▶ [PROBLEM STATEMENT]: Pick out each line below that contains the word "edges", and copy those lines in full.
──────── SUPPLIED RECORDS
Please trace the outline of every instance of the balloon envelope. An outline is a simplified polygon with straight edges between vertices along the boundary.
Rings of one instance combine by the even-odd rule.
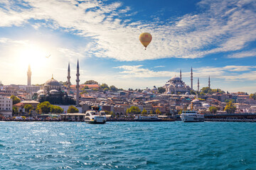
[[[143,33],[141,35],[139,35],[139,40],[142,42],[142,44],[146,47],[149,45],[151,40],[152,40],[152,36],[150,33]]]

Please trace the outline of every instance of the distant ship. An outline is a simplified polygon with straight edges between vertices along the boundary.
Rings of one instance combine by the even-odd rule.
[[[92,107],[93,110],[86,111],[85,121],[91,124],[104,124],[107,122],[105,111],[100,111],[99,108]]]
[[[161,119],[159,118],[157,115],[137,115],[135,116],[135,121],[138,122],[159,122]]]
[[[204,122],[204,115],[199,114],[196,110],[183,110],[181,115],[183,122]]]

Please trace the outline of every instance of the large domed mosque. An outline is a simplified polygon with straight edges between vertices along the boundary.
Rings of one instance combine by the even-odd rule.
[[[49,101],[51,104],[70,105],[75,104],[74,98],[62,89],[60,84],[53,79],[48,79],[36,92],[37,101]]]
[[[166,89],[166,94],[181,94],[190,93],[191,89],[186,86],[178,76],[173,76],[163,86]]]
────────────────
▶ [EXERCISE ANSWER]:
Please trace the outline of every instance of the balloon envelope. An outline is a simplified polygon with straight edges between vertices along the boundary.
Please trace the outline of every instance of the distant ship. An outline is a simplified polygon with straight edges between vertices along the boundary.
Please trace the outline of every instance of the large domed mosque. An outline is a simplified polygon with straight edges between vertices along the boundary.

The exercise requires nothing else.